**WORK TO BE COMPLETED:** Repeat word for word the lines below, beginning at the line that has "# test: pointer emits one marker per instance of the bare" and stopping after the line that has "x=491 y=117". Give both of those lines and everything between them, and nothing else.

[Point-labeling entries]

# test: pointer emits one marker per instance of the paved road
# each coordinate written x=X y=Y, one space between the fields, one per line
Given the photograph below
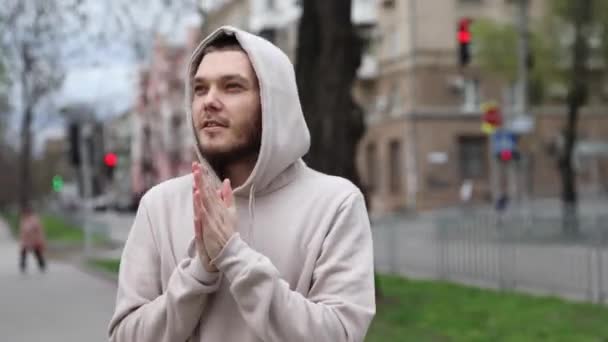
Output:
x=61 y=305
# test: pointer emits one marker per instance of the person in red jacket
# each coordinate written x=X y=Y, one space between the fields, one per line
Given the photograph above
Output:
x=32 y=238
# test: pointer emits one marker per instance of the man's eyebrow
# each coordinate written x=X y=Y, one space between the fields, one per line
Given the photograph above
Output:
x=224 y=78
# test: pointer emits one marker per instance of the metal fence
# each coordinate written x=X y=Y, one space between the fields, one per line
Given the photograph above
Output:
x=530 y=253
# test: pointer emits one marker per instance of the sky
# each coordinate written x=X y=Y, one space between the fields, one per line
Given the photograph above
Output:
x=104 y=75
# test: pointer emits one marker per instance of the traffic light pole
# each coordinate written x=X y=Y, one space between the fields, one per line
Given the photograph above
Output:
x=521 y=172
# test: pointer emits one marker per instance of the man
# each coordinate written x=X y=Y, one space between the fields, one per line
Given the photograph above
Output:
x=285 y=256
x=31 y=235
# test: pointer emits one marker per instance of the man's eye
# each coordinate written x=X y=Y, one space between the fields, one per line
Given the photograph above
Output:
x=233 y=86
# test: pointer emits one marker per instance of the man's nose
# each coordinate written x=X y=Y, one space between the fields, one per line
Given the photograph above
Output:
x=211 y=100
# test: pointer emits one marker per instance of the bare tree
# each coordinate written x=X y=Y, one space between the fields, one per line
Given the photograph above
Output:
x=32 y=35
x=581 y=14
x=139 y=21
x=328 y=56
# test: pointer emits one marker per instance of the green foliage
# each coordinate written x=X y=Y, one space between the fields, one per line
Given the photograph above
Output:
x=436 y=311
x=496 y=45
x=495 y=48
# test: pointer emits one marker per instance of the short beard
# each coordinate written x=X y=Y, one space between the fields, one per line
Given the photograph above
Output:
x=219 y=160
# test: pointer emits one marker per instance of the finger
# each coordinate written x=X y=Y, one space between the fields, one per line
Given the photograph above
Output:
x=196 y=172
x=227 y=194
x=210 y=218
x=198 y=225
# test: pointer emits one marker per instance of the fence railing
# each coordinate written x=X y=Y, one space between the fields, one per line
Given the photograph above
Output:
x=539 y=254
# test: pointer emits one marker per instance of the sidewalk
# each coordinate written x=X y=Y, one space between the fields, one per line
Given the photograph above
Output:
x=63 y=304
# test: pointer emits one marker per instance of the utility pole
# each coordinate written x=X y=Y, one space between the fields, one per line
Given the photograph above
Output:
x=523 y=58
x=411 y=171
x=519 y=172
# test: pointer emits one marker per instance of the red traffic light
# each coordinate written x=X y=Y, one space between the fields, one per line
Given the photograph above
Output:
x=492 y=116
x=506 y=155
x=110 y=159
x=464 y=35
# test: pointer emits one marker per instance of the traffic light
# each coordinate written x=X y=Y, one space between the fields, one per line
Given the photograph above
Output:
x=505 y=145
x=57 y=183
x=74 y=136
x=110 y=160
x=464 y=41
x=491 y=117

...

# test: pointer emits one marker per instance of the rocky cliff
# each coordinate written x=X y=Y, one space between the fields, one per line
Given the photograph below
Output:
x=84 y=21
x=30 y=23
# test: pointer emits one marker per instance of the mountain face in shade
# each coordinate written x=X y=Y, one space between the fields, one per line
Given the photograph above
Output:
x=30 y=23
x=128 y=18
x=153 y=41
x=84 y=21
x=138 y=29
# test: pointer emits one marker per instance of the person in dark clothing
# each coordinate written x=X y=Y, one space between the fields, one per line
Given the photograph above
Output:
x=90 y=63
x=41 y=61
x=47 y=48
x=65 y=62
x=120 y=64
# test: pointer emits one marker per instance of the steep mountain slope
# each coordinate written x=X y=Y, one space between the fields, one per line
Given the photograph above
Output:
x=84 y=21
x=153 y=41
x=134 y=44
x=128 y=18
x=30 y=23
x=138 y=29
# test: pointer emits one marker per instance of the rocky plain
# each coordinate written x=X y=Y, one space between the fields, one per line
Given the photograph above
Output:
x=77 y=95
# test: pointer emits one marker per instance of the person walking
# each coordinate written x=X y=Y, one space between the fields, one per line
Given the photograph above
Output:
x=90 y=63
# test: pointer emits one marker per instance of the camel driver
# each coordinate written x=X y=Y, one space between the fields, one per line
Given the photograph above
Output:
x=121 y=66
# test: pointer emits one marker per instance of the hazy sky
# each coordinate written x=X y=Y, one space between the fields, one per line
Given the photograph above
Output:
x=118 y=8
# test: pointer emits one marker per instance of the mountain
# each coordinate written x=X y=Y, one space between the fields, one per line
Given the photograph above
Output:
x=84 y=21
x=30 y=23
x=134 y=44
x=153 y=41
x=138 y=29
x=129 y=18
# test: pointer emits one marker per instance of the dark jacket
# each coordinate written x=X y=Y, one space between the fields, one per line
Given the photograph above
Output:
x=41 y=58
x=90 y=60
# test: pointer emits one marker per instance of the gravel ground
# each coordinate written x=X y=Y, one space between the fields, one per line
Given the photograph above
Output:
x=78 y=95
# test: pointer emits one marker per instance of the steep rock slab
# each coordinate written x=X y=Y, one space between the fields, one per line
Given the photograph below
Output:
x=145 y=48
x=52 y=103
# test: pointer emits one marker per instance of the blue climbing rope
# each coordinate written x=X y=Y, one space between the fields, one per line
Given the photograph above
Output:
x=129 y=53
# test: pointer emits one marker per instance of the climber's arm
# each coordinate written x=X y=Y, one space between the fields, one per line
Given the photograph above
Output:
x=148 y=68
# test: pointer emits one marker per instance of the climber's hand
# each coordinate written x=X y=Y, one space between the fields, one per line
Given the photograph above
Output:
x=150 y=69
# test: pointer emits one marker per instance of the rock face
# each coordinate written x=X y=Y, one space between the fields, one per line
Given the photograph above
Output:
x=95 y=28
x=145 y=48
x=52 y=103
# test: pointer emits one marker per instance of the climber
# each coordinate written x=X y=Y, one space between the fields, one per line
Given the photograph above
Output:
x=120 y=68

**RESPONSE TO THE EXERCISE:**
# test: pointer emits one marker per instance of the bare tree
# each coordinate written x=X y=Y, one space between the fields, one per line
Given the photograph above
Output:
x=32 y=35
x=581 y=14
x=139 y=21
x=328 y=56
# test: pointer emits one marker per instance of the green foliage
# each coordinate written x=X y=Y, one space between the fields, one per line
Given the photograph above
Output:
x=436 y=311
x=496 y=45
x=495 y=48
# test: pointer emits one marker per instance of the short beard
# each coordinate written x=X y=Y, one space between the fields, one per line
Given the photograph above
Output:
x=219 y=160
# test: pointer emits one marker per instance of the finger
# each coordinate written x=X y=Y, one space between the fields, one per line
Given the photograph above
Output:
x=196 y=172
x=227 y=194
x=210 y=218
x=198 y=225
# test: pointer emits one marker per instance of the fence railing
# each coordinate written x=X y=Y, one space between the fields, one per line
Given the photograph above
Output:
x=539 y=254
# test: pointer emits one marker per instance of the sidewalk
# each coordinate written x=X y=Y, one space between the fields, one per line
Given the photograph above
Output:
x=63 y=304
# test: pointer emits one marker per instance of the utility pole
# each coordinate written x=X y=Y, one space between the fields, one per line
Given the photograph above
Output:
x=523 y=58
x=411 y=171
x=519 y=172
# test: pointer emits one marker per instance of the red traffic light
# each coordinate written x=X y=Y, one space between the fields, one per line
Given the photograph above
Output:
x=492 y=116
x=506 y=155
x=110 y=159
x=464 y=35
# test: pointer emits one marker per instance of the traffic light
# each coordinate written x=X y=Y, one space between the fields, one per line
Given the photograph above
Output:
x=505 y=145
x=57 y=183
x=74 y=136
x=110 y=160
x=464 y=41
x=491 y=117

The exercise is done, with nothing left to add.